● Directive: Copy out every one of the following records word for word.

* begin *

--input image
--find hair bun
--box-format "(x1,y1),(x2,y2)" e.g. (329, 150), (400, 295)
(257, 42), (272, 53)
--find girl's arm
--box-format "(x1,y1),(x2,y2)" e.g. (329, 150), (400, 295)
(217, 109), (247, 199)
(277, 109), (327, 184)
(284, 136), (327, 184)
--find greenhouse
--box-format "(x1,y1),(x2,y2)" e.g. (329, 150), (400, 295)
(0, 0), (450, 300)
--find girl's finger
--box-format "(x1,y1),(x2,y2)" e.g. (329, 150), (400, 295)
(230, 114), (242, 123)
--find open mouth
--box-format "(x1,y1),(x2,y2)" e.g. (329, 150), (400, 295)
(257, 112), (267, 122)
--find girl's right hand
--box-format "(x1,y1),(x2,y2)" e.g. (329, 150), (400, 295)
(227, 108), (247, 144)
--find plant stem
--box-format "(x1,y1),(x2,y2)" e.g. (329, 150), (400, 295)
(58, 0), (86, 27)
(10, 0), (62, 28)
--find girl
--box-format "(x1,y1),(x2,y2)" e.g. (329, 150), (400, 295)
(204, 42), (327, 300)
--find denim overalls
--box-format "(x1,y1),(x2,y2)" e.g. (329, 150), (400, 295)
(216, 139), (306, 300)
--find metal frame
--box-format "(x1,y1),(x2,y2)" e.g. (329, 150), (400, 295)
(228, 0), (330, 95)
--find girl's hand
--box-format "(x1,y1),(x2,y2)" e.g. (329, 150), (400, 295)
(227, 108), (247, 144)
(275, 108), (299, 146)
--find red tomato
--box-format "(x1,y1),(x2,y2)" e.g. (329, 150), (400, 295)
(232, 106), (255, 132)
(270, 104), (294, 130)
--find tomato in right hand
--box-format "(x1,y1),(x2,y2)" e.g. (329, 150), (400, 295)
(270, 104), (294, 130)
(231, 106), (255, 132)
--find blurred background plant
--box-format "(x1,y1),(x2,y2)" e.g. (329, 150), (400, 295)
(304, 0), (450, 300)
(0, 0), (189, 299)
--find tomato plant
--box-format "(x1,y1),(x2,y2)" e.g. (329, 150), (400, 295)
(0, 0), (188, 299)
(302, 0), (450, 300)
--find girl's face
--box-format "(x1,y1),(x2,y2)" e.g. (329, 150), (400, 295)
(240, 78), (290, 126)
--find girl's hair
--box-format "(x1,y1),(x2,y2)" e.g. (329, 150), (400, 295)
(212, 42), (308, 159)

* end *

● Answer for this exercise:
--input image
--find hair bun
--box-format "(x1,y1),(x2,y2)" e.g. (329, 150), (400, 295)
(257, 42), (272, 53)
--find girl's arm
--box-format "(x1,y1),(x2,y2)" e.g. (329, 150), (400, 295)
(217, 109), (247, 199)
(277, 109), (327, 184)
(284, 136), (327, 184)
--find greenhouse
--box-format "(x1,y1),(x2,y2)" e.g. (329, 150), (400, 295)
(0, 0), (450, 300)
--find girl's finger
--box-format "(x1,y1),(x2,y2)" e.g. (329, 150), (400, 295)
(230, 114), (242, 123)
--find open mouth
--box-format "(x1,y1),(x2,y2)" e.g. (329, 150), (400, 295)
(257, 112), (267, 122)
--find girl's right hand
--box-format "(x1,y1),(x2,y2)" e.g. (329, 150), (400, 295)
(227, 108), (247, 144)
--find plant stem
--box-format "(x1,y1),(x2,y2)" e.g. (329, 150), (400, 295)
(58, 0), (86, 27)
(10, 0), (62, 28)
--find girl
--box-format "(x1,y1),(x2,y2)" e.g. (329, 150), (400, 295)
(204, 42), (327, 300)
--find denim overalls
--box-format "(x1,y1),(x2,y2)" e.g. (329, 150), (400, 295)
(216, 139), (306, 300)
--find metal frame
--box-format "(x1,y1),(x2,y2)" e.g. (329, 150), (400, 295)
(228, 0), (330, 95)
--find girl's hand
--box-format "(x1,y1),(x2,y2)" e.g. (329, 150), (400, 295)
(227, 108), (247, 144)
(275, 108), (299, 146)
--find red tomato
--box-format "(x1,y1),(x2,y2)" e.g. (329, 150), (400, 295)
(232, 106), (255, 132)
(270, 104), (294, 130)
--find tomato in right hand
--box-format "(x1,y1),(x2,y2)" e.g. (329, 150), (400, 295)
(270, 104), (294, 130)
(231, 106), (255, 132)
--find blurred background plant
--box-format "(x1,y1),(x2,y2)" e.g. (329, 150), (400, 295)
(304, 0), (450, 300)
(0, 0), (189, 299)
--find tomato plant
--box-format "(x1,y1),(x2,y2)" e.g. (329, 150), (400, 295)
(0, 0), (188, 299)
(302, 0), (450, 300)
--find girl's face
--box-format "(x1,y1),(x2,y2)" e.g. (329, 150), (400, 295)
(240, 78), (290, 126)
--find girl's hair
--box-format "(x1,y1),(x2,y2)" e.g. (329, 150), (400, 295)
(212, 42), (308, 159)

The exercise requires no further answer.